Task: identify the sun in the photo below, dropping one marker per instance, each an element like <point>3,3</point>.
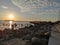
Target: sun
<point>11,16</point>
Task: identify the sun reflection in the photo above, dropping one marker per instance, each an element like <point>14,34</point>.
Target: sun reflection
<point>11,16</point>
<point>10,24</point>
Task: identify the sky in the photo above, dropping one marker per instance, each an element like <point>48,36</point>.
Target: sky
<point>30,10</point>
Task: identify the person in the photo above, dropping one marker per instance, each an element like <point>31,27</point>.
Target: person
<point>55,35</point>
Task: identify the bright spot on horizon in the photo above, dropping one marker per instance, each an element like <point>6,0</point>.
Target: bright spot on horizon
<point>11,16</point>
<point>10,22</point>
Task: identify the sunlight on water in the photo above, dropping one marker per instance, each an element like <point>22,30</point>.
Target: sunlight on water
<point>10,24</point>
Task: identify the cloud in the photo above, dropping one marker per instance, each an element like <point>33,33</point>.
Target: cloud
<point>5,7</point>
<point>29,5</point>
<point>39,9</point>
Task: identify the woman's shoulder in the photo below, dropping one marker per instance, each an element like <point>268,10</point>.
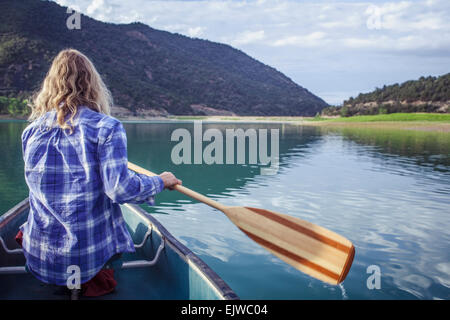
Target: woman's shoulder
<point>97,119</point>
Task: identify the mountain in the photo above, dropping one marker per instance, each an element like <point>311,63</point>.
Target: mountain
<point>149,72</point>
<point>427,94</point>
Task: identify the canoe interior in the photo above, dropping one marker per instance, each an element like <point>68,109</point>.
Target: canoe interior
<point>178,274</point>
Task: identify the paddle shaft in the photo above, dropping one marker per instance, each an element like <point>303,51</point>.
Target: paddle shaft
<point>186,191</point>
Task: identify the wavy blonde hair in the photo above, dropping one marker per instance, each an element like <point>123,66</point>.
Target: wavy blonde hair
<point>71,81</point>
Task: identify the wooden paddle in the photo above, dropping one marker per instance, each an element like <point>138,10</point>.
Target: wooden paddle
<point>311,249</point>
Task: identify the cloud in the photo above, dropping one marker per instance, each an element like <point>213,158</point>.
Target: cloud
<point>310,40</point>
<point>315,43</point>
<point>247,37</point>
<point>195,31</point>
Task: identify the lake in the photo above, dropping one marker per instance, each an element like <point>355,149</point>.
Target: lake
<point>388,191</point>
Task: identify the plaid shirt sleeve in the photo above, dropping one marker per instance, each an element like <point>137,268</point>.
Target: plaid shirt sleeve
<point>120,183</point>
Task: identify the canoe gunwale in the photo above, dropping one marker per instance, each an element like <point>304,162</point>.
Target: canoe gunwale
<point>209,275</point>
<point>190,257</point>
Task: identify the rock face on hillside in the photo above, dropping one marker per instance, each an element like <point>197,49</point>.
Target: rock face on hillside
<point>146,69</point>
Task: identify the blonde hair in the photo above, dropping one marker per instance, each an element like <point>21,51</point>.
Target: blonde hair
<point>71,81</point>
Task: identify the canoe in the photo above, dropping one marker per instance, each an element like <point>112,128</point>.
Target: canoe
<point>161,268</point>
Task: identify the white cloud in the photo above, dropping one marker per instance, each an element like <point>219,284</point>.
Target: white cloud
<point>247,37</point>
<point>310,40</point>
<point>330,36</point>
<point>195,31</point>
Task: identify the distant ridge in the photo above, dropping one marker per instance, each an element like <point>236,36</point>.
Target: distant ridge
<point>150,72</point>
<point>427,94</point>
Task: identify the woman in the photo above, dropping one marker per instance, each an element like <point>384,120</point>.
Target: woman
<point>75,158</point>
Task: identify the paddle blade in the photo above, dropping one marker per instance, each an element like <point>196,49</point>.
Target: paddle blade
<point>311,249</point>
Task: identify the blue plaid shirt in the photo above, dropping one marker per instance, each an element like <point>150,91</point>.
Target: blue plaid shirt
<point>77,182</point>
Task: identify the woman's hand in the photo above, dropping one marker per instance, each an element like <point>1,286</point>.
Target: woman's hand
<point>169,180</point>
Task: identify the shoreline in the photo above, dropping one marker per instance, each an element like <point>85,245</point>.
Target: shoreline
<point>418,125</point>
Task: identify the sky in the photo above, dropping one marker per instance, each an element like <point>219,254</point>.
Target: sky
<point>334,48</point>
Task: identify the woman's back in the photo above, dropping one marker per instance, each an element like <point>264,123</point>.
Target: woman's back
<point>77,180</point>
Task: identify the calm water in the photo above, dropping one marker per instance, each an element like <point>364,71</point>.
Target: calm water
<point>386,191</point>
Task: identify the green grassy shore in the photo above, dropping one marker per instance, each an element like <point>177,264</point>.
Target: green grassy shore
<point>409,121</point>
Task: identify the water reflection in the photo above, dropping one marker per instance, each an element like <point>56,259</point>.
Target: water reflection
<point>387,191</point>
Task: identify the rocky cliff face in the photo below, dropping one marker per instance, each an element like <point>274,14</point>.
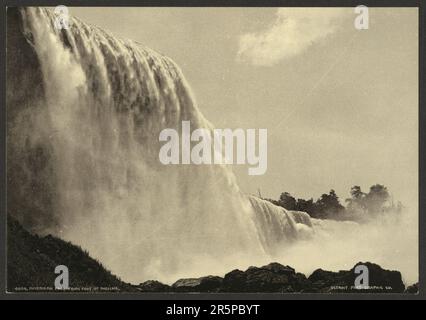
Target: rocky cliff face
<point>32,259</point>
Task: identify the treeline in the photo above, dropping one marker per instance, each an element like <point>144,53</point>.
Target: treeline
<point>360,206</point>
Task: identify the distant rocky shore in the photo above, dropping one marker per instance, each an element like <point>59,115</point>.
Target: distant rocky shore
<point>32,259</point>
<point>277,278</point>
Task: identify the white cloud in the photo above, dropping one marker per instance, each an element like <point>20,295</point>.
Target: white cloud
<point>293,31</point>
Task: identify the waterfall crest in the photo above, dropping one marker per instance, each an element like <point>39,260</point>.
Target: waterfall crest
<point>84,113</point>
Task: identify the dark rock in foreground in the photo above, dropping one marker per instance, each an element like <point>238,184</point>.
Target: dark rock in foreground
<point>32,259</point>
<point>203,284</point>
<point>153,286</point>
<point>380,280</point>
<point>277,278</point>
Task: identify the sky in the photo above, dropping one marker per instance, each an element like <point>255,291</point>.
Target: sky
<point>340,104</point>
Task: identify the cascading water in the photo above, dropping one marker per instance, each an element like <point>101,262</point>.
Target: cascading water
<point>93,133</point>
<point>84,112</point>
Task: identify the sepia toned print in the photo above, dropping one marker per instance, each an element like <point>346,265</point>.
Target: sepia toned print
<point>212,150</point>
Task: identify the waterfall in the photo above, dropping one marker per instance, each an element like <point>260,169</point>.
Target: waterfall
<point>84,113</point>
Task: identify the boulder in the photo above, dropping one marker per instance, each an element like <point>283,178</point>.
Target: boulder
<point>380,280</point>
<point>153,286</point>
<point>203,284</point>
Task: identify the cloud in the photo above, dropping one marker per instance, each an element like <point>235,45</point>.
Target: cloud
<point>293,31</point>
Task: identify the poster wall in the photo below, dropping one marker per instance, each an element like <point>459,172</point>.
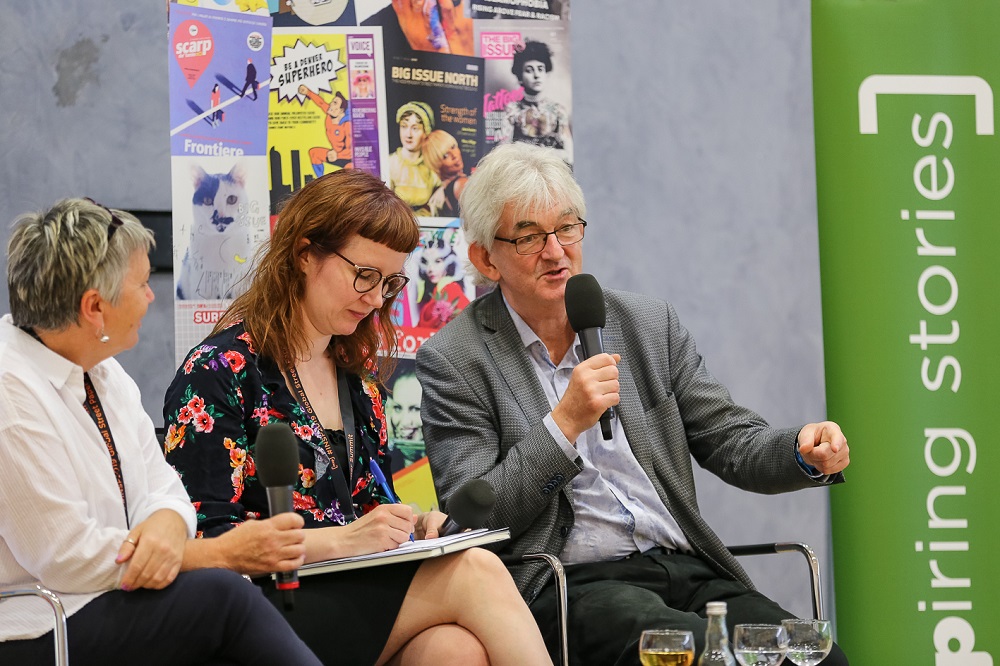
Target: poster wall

SET EXERCISE
Copy the lines from the start through the line with "<point>30,10</point>", requests included, and omit the pictures. Shift every coordinate in the answer points up by 140, and leave the sample points inside the requests unchanged.

RIGHT ANSWER
Task: identify the sun in the photo below, dropping one marker per instance, each an element like <point>3,3</point>.
Target: sun
<point>151,156</point>
Task: identify the sun reflection in the photo above, dropping one marker per instance, each an element like <point>14,34</point>.
Target: sun reflection
<point>151,156</point>
<point>150,164</point>
Task: identify the sky in the photo above, dropping one marker per instance, each an element like <point>48,36</point>.
Target: sky
<point>170,150</point>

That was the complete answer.